→ **DO THIS**: Show every line of the listing below that contains the word "black", treating uppercase and lowercase as different.

(Point annotation dataset records)
=-=-=-=-=

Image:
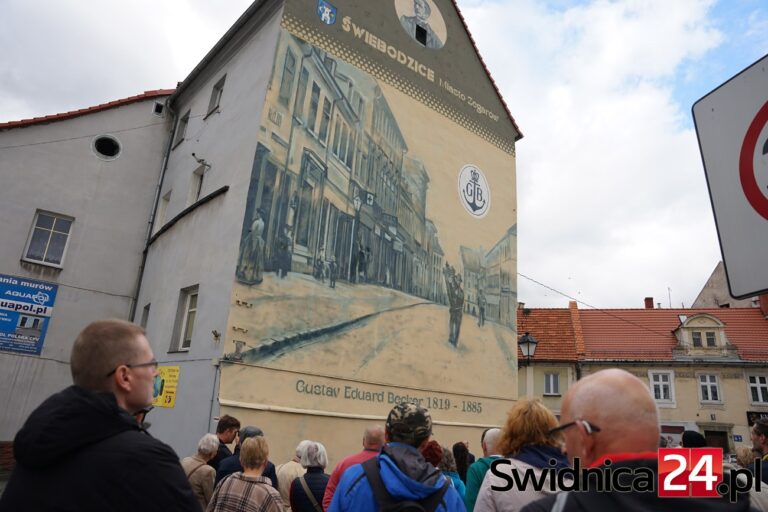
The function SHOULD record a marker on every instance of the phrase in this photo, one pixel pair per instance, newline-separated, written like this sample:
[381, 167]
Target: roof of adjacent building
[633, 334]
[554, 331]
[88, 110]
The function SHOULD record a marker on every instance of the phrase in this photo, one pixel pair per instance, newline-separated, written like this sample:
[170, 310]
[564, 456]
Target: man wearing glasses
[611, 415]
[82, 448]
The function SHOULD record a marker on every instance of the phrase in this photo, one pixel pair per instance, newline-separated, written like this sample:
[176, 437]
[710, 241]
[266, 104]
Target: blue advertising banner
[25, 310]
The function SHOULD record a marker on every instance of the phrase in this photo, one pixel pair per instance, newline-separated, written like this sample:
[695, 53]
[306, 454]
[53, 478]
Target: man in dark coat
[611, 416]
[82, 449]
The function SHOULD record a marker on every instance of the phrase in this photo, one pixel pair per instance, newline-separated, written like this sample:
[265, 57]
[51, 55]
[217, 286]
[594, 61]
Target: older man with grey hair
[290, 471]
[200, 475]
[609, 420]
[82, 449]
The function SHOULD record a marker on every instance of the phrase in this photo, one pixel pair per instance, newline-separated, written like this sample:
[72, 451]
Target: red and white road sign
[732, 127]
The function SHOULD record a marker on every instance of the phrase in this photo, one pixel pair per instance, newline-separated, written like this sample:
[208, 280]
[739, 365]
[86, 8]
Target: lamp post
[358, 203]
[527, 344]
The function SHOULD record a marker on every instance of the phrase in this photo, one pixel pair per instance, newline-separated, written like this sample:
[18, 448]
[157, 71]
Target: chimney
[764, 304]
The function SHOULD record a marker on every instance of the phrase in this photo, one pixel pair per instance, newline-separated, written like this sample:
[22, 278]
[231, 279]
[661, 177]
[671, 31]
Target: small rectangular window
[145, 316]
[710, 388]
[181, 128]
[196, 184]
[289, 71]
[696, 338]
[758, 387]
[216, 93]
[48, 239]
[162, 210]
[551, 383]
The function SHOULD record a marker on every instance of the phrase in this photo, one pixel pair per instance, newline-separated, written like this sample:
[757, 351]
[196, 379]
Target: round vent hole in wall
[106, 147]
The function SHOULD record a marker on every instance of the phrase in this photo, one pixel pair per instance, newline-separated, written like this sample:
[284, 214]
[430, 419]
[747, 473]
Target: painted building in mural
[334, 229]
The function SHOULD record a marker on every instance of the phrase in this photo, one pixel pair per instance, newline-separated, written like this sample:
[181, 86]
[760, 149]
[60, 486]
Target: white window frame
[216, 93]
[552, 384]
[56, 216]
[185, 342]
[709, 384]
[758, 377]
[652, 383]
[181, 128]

=-=-=-=-=

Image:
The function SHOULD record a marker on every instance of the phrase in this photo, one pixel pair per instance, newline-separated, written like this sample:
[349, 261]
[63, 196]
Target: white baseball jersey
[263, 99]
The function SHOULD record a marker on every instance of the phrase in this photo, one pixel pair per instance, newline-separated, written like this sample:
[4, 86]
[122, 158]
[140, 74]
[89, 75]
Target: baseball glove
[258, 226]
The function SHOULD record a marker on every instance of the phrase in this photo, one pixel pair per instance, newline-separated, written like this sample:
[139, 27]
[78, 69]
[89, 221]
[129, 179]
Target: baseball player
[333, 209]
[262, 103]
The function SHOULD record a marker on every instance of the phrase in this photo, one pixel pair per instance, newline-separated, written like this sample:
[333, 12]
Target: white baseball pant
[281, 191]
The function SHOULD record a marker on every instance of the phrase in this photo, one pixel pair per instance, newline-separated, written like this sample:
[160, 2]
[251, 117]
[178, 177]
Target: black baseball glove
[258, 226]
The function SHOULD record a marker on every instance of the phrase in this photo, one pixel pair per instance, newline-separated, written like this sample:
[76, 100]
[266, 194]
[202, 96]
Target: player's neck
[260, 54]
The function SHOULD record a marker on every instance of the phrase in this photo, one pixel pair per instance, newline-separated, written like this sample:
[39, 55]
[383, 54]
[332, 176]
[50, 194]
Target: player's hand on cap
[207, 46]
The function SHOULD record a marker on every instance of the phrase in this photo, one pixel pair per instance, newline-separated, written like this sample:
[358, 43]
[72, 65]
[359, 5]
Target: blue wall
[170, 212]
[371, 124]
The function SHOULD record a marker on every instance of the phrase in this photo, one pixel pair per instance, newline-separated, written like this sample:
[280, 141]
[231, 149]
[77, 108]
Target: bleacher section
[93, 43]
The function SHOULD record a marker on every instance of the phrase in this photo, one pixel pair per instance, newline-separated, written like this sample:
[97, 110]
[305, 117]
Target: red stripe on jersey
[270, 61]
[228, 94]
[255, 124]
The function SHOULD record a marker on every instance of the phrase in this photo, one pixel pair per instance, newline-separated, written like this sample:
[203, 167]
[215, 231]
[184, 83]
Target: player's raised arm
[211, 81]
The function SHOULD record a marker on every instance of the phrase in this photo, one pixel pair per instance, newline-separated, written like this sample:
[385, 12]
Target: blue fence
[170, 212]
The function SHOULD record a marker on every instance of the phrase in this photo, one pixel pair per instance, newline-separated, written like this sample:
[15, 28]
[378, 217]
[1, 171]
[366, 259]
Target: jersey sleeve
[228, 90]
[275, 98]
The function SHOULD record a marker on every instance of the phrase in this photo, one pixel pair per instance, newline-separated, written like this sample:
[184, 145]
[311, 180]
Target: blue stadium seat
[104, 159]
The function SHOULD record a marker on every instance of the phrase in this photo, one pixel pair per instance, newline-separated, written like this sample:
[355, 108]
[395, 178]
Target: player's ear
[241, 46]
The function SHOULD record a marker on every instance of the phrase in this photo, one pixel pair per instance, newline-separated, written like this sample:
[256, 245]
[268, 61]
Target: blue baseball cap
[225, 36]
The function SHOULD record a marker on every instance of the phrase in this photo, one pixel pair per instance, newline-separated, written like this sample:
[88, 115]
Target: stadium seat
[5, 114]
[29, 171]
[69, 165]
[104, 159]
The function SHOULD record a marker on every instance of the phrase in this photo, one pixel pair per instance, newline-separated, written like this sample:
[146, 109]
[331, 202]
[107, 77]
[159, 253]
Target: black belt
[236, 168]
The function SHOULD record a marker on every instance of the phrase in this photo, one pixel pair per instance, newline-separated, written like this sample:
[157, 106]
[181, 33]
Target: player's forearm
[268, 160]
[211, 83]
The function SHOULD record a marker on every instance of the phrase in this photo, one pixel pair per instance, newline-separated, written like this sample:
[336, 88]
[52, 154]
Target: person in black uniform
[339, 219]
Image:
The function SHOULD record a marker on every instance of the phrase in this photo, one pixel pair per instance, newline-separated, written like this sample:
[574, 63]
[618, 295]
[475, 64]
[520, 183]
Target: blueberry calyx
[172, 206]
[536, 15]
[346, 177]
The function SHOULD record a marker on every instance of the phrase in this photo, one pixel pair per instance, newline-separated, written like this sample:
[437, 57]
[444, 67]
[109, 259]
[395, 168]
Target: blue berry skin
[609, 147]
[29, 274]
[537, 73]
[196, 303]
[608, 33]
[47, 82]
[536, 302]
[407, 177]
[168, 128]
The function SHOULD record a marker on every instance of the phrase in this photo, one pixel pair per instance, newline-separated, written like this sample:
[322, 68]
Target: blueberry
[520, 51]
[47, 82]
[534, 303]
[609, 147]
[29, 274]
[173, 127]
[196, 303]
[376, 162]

=-=-=-=-=

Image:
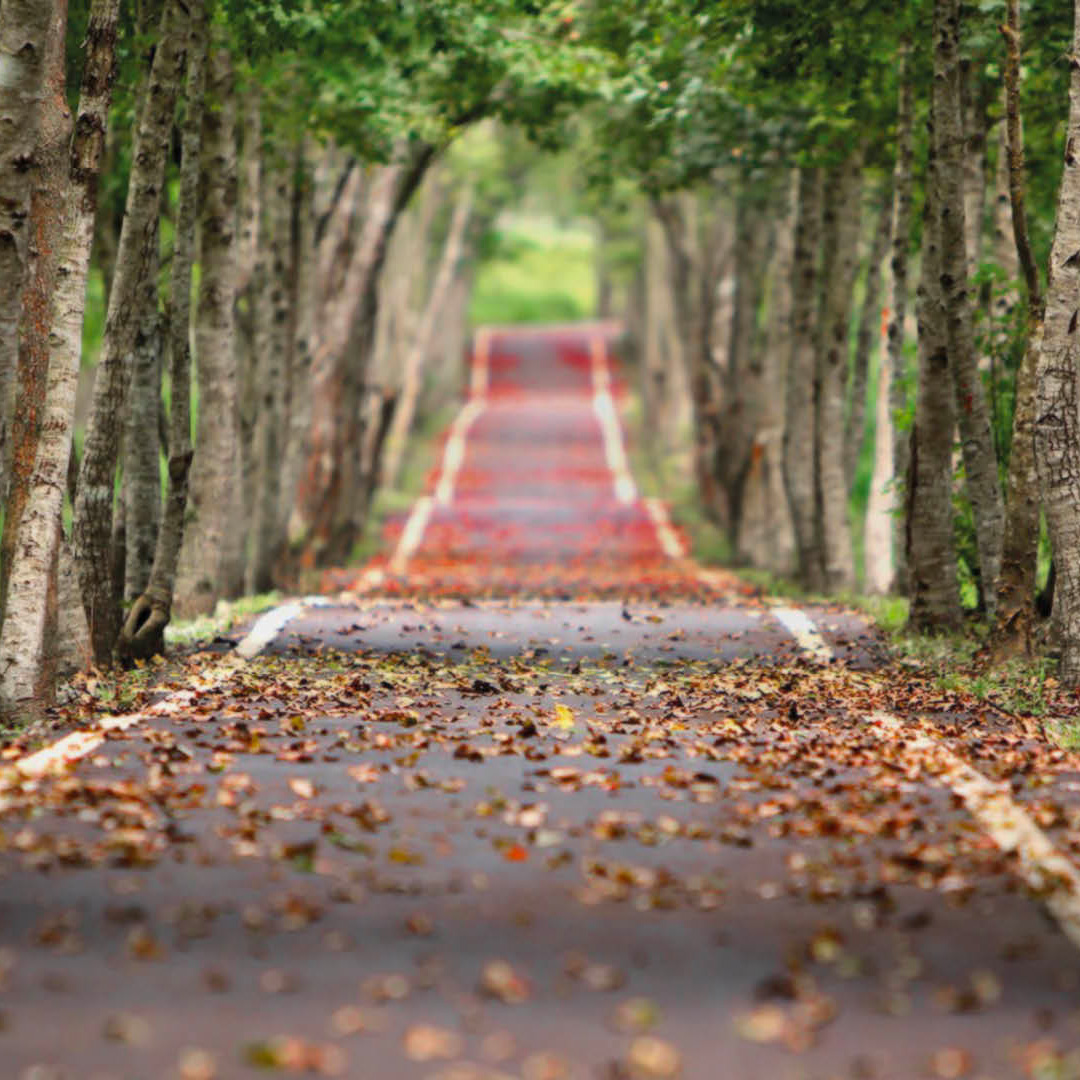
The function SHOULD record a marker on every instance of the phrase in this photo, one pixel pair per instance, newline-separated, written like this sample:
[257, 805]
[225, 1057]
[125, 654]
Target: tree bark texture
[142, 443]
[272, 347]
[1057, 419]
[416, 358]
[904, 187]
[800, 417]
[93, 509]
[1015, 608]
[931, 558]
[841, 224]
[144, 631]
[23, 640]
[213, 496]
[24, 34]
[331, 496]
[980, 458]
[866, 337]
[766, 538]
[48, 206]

=-=-=-=-=

→ **FINAL RESULT**:
Target: black baseball glove
Target: black belt
Target: person in black uniform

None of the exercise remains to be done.